• Brief: Below is a block of records. Copy every line in it that contains the word "teeth".

START Records

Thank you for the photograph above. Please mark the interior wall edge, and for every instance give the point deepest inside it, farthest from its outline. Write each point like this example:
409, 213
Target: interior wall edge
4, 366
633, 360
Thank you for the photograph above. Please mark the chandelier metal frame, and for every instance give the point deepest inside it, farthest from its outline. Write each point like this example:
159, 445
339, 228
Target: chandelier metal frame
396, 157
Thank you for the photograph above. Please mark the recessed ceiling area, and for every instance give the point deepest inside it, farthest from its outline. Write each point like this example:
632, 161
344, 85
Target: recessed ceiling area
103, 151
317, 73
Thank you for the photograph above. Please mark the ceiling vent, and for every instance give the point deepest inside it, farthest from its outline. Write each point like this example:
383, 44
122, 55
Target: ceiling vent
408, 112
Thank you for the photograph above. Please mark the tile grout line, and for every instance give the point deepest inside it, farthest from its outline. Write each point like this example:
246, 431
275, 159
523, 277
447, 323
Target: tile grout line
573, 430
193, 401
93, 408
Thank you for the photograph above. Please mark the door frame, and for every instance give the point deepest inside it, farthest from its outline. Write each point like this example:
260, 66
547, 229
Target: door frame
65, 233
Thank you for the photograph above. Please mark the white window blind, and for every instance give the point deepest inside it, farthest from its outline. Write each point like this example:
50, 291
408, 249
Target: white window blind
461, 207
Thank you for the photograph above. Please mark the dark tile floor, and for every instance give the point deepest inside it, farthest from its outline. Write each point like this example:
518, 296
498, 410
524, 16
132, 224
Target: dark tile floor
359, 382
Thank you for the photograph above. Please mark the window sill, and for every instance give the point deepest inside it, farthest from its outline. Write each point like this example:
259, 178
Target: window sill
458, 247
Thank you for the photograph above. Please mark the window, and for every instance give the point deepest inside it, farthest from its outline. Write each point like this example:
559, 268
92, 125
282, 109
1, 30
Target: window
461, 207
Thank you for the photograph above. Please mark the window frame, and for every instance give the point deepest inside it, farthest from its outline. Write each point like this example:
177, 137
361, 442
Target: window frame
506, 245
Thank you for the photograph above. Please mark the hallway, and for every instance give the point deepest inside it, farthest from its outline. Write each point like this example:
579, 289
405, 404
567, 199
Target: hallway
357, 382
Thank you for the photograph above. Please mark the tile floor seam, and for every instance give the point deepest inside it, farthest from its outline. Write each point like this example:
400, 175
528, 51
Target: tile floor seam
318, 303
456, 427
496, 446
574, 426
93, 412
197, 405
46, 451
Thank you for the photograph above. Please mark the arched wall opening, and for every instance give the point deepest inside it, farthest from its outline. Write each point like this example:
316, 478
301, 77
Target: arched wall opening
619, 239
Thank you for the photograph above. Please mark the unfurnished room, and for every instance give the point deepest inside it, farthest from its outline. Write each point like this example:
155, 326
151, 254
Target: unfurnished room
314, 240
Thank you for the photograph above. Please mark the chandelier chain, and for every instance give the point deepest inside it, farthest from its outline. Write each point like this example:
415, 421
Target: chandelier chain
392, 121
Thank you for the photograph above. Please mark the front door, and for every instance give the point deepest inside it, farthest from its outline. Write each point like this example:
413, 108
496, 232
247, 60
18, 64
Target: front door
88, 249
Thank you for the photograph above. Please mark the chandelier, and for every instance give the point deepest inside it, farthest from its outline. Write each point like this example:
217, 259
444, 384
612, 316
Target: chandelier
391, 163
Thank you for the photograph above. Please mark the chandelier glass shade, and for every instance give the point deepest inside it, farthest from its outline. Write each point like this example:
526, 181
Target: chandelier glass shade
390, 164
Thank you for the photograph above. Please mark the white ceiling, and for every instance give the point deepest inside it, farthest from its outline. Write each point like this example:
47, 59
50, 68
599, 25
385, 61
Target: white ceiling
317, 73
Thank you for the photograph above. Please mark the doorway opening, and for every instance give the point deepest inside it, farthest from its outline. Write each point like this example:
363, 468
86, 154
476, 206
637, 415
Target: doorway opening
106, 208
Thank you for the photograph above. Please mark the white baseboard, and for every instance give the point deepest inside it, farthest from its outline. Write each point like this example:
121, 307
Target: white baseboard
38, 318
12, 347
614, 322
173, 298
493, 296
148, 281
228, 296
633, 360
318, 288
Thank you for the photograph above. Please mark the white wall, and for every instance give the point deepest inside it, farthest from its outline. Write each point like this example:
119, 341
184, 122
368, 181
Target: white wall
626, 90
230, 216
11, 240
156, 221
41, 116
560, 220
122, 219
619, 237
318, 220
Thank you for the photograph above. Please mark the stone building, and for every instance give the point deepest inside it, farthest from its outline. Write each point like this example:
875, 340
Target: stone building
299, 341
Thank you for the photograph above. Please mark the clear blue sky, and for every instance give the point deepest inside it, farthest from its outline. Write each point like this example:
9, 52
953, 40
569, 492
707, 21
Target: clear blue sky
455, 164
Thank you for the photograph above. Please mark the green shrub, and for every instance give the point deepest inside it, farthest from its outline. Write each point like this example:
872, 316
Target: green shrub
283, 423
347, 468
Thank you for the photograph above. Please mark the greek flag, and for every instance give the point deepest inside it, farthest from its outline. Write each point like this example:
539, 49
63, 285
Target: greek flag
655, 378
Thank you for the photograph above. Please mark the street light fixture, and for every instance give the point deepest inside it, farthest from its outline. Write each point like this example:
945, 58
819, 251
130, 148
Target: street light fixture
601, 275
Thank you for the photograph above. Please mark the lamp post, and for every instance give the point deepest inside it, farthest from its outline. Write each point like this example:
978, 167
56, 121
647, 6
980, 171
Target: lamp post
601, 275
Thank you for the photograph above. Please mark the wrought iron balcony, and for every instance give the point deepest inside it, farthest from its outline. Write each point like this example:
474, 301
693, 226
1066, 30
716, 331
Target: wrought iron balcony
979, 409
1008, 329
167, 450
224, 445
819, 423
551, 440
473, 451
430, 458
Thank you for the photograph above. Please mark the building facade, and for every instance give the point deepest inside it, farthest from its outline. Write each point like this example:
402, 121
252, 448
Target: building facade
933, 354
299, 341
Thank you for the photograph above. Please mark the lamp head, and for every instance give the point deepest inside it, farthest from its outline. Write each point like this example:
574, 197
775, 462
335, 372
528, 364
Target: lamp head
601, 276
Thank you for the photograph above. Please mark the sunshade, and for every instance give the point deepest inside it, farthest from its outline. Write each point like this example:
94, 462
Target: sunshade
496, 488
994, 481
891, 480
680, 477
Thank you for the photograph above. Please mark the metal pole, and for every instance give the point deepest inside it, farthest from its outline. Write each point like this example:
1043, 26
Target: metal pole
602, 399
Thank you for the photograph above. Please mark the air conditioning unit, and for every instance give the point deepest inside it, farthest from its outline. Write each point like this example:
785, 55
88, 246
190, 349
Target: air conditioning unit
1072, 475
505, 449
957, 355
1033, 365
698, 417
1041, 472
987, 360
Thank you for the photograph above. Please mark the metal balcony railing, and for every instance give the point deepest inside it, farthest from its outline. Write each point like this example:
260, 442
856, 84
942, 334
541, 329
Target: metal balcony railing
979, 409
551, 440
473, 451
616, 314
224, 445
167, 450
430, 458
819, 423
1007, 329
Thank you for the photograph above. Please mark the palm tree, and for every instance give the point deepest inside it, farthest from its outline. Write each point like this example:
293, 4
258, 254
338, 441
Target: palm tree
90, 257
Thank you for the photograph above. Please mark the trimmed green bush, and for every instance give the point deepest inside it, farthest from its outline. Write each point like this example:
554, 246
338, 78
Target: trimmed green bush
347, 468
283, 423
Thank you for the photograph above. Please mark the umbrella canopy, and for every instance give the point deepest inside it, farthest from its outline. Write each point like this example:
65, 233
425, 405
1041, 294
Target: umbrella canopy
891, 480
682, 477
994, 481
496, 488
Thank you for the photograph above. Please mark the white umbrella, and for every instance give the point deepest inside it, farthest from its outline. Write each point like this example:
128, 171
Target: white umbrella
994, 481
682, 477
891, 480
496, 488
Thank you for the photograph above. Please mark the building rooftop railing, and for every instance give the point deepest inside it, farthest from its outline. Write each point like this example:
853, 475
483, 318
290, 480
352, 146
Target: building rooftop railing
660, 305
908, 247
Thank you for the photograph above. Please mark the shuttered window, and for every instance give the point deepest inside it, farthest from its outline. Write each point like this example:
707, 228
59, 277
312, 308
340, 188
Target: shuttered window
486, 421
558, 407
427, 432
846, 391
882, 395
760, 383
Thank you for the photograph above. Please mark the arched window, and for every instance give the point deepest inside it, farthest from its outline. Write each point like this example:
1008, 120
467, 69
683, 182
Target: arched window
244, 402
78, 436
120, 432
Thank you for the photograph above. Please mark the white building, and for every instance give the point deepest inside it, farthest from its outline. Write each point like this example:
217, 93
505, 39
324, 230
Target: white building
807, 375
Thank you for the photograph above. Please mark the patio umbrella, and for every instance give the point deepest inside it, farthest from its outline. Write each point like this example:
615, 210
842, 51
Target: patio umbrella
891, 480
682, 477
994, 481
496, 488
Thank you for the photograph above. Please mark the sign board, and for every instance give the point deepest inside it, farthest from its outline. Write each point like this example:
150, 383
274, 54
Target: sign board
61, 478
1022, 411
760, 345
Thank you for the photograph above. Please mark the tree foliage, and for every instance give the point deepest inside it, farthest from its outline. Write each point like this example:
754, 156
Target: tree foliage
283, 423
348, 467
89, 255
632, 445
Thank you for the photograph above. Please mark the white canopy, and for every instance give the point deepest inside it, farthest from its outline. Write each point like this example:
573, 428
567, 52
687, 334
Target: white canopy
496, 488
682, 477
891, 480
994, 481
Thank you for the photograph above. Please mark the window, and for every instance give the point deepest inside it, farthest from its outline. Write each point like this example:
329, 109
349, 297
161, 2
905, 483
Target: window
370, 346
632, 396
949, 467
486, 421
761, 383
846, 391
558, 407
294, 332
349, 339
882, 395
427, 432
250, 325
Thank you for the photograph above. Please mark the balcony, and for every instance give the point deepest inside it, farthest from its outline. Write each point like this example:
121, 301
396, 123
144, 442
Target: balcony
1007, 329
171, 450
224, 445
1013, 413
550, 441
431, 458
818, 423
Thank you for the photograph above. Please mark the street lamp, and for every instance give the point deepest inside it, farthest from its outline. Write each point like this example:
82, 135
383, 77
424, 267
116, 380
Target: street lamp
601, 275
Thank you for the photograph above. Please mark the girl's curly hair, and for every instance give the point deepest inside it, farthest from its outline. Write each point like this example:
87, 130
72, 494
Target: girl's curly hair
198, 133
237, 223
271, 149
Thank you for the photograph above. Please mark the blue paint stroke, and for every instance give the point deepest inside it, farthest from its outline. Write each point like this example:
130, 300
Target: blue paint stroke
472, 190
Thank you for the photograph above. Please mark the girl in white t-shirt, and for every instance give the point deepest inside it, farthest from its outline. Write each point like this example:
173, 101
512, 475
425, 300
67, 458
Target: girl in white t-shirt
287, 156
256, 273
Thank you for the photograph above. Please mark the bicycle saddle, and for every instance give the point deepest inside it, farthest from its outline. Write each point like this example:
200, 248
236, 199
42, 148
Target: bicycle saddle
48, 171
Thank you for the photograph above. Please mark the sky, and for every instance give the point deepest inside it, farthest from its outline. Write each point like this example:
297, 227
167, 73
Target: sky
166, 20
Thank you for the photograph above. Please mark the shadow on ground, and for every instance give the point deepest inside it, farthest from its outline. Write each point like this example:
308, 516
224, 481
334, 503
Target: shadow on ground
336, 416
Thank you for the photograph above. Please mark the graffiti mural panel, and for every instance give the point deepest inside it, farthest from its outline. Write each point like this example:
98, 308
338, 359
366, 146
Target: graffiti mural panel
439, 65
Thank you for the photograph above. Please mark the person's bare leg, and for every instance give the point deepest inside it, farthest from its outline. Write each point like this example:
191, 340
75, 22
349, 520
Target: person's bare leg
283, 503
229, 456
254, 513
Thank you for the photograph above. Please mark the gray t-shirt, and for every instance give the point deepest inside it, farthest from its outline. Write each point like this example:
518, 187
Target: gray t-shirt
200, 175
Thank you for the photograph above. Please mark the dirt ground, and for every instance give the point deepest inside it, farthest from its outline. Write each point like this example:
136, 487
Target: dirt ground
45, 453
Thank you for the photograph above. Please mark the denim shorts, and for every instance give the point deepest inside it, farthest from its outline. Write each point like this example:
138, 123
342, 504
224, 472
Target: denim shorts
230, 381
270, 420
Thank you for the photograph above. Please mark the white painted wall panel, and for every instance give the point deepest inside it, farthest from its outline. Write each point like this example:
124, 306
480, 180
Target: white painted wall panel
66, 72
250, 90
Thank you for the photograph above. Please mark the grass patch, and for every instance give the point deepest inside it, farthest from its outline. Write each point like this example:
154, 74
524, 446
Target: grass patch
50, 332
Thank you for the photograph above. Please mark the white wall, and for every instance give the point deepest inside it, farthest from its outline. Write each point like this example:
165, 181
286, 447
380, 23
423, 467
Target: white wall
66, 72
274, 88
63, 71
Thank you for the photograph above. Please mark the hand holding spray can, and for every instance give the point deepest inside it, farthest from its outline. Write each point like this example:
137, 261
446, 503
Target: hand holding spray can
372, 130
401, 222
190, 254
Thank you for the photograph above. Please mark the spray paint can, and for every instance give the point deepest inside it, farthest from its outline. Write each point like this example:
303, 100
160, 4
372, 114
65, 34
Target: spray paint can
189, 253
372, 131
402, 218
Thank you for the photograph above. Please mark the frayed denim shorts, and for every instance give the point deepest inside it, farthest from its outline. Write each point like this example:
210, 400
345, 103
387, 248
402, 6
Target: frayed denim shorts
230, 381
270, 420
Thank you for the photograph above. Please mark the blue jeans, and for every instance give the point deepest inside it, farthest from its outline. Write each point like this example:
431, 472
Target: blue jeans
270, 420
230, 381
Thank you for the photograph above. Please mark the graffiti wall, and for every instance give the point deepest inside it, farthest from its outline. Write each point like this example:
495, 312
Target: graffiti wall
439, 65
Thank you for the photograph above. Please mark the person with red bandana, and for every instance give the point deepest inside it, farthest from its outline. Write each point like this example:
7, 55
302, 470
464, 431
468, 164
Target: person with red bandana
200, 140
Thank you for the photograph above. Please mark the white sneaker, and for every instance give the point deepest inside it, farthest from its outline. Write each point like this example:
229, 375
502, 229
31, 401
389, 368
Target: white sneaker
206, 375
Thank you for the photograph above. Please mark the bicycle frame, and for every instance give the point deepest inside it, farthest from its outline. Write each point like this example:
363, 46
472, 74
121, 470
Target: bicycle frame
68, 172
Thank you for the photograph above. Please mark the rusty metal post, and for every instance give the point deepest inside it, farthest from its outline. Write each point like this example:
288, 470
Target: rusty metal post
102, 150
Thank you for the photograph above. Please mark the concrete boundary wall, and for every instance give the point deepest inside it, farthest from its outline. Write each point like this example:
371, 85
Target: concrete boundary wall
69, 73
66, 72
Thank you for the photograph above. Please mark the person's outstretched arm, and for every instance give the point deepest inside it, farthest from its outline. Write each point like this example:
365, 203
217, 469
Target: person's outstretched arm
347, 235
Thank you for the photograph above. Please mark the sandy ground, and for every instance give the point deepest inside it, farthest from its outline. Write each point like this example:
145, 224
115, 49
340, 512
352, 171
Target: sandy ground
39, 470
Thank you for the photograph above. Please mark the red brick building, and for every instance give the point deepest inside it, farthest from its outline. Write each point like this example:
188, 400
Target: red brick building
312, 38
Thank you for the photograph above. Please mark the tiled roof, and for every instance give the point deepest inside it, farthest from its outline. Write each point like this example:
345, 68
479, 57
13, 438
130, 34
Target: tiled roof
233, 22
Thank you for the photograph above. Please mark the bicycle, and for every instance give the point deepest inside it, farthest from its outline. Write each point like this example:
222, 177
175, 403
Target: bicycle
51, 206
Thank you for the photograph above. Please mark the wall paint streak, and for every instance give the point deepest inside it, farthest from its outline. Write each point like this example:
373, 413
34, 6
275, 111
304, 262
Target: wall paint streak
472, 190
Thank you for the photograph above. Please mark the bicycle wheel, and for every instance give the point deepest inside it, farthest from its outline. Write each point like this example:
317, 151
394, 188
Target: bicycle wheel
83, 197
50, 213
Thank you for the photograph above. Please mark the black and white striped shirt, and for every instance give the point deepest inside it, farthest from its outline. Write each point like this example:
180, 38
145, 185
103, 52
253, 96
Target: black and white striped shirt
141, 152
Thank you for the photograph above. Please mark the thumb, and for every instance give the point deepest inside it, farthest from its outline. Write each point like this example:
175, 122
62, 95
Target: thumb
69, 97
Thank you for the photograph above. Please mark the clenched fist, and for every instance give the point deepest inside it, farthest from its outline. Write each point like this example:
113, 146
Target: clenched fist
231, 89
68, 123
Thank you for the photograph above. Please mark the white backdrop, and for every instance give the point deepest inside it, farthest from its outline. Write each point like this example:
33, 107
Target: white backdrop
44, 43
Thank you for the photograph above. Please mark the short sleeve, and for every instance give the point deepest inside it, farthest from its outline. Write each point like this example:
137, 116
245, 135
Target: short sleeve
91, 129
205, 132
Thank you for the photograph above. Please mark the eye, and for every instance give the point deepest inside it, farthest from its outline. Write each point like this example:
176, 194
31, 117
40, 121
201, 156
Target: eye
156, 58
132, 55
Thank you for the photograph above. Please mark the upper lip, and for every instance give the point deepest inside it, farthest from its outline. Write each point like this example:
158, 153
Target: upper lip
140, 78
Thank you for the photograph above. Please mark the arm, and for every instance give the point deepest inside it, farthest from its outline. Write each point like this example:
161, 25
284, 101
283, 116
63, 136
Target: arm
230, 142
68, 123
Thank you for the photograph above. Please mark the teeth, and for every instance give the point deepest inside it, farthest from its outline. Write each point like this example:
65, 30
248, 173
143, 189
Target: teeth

END Records

• Result of this task:
Thank you for the photograph above. Please mark the teeth, and for every instance give the point deepest inside it, farthest from its outline. Write each point like this example:
Target: teeth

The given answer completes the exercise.